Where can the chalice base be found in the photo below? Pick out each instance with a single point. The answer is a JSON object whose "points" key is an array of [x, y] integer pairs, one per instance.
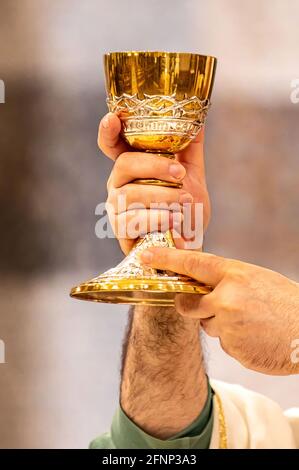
{"points": [[130, 282]]}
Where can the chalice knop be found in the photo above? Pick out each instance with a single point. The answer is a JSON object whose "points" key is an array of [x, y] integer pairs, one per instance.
{"points": [[162, 99]]}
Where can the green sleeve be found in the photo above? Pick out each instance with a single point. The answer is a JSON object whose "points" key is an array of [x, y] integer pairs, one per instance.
{"points": [[125, 434]]}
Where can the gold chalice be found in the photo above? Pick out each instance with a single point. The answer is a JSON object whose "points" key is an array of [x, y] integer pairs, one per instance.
{"points": [[162, 99]]}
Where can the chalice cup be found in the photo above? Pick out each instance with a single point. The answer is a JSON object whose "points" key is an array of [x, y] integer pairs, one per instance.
{"points": [[162, 99]]}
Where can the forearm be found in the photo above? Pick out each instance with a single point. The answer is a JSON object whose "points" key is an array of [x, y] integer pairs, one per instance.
{"points": [[164, 386]]}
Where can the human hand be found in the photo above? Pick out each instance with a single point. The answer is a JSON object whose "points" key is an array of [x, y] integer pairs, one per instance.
{"points": [[252, 310], [130, 165]]}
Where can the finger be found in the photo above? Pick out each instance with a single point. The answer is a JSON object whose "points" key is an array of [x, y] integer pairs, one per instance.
{"points": [[193, 153], [203, 267], [109, 138], [137, 223], [193, 305], [134, 196], [133, 165], [211, 327]]}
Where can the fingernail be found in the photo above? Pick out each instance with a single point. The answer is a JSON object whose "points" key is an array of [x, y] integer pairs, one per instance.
{"points": [[146, 257], [185, 198], [177, 171], [106, 121]]}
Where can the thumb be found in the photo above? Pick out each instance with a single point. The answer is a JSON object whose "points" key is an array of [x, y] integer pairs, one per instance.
{"points": [[194, 152], [109, 138], [204, 267]]}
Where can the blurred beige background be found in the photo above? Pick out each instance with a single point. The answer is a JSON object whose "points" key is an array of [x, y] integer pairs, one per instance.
{"points": [[59, 385]]}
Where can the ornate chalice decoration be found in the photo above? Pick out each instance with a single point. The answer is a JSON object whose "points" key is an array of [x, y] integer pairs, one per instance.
{"points": [[162, 100]]}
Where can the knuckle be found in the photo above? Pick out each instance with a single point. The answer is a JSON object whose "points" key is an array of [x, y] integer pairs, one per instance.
{"points": [[120, 164], [190, 263]]}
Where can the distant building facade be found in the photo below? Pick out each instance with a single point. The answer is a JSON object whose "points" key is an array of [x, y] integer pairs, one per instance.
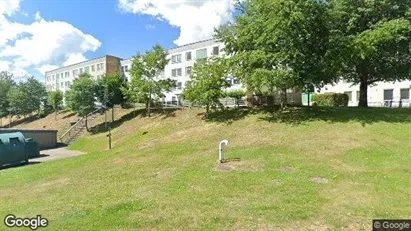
{"points": [[62, 78], [180, 67], [380, 94]]}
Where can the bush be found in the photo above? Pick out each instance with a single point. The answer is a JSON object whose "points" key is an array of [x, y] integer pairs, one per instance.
{"points": [[331, 100]]}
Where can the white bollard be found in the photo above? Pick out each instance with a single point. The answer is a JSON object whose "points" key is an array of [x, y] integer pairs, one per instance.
{"points": [[220, 150]]}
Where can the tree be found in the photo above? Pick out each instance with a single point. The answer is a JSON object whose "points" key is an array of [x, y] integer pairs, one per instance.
{"points": [[277, 45], [108, 91], [26, 97], [55, 99], [144, 71], [208, 83], [81, 97], [35, 94], [373, 40], [6, 83]]}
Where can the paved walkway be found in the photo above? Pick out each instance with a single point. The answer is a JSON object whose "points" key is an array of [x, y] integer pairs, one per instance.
{"points": [[55, 154]]}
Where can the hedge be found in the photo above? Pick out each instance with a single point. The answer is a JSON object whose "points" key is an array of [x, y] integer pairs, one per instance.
{"points": [[331, 100]]}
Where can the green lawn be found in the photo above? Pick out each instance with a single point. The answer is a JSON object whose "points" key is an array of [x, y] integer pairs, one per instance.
{"points": [[162, 173]]}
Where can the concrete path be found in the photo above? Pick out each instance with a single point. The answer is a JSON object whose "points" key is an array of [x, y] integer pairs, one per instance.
{"points": [[55, 154]]}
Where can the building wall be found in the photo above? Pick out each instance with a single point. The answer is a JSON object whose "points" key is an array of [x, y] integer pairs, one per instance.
{"points": [[46, 139], [375, 92]]}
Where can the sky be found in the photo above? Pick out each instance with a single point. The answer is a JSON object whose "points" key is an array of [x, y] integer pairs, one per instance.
{"points": [[41, 35]]}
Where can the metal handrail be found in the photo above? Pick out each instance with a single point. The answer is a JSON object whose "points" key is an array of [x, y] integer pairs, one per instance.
{"points": [[81, 120]]}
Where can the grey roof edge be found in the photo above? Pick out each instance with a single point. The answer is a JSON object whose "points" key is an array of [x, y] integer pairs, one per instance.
{"points": [[84, 62], [27, 130]]}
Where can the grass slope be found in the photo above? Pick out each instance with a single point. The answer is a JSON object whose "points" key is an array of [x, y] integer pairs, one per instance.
{"points": [[162, 173]]}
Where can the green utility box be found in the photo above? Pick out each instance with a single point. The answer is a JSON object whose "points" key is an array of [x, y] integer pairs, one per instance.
{"points": [[12, 149], [32, 148]]}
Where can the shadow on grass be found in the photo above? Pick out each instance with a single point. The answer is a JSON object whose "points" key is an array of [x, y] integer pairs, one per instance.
{"points": [[228, 115], [21, 121], [101, 128], [301, 115], [69, 115]]}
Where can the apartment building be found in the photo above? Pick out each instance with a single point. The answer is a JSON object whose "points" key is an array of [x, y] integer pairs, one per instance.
{"points": [[381, 94], [180, 67], [62, 78]]}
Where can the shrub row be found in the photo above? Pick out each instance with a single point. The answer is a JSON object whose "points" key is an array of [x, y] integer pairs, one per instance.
{"points": [[331, 100]]}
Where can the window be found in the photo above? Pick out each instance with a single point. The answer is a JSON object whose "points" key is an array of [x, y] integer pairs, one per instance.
{"points": [[188, 56], [405, 93], [14, 141], [189, 70], [216, 50], [176, 72], [176, 59], [388, 94], [349, 93], [201, 54]]}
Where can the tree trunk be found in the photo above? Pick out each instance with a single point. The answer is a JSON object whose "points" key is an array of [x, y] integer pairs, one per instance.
{"points": [[363, 94], [149, 105], [283, 97], [112, 113]]}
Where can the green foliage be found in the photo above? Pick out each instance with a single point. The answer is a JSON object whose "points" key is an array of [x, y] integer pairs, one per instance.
{"points": [[145, 68], [371, 40], [26, 97], [208, 83], [331, 100], [279, 44], [81, 97], [108, 90], [55, 99], [6, 83]]}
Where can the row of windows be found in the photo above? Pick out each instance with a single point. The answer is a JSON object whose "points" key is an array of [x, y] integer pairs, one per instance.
{"points": [[200, 54], [177, 72], [179, 85], [76, 72]]}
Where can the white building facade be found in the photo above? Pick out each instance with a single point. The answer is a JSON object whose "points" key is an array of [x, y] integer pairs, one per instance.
{"points": [[380, 94], [62, 78], [180, 67]]}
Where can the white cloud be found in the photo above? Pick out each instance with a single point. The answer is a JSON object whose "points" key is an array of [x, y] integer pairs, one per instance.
{"points": [[9, 7], [37, 17], [74, 58], [150, 27], [41, 45], [47, 67], [195, 18]]}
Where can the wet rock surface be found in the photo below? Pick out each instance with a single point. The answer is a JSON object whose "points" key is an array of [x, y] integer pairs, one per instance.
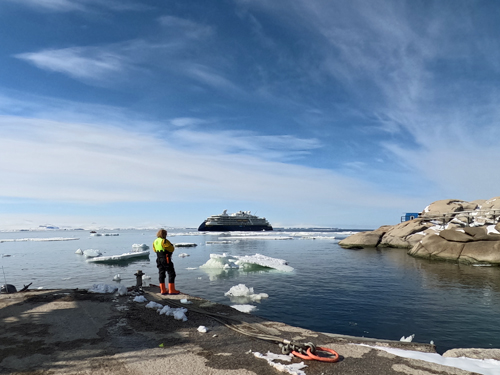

--------------------------------------------------

▸ **STATED PROBLEM**: How many lines in the entries above contain the word "facade"? Give only the number.

▸ **RESPONSE BELOW**: 2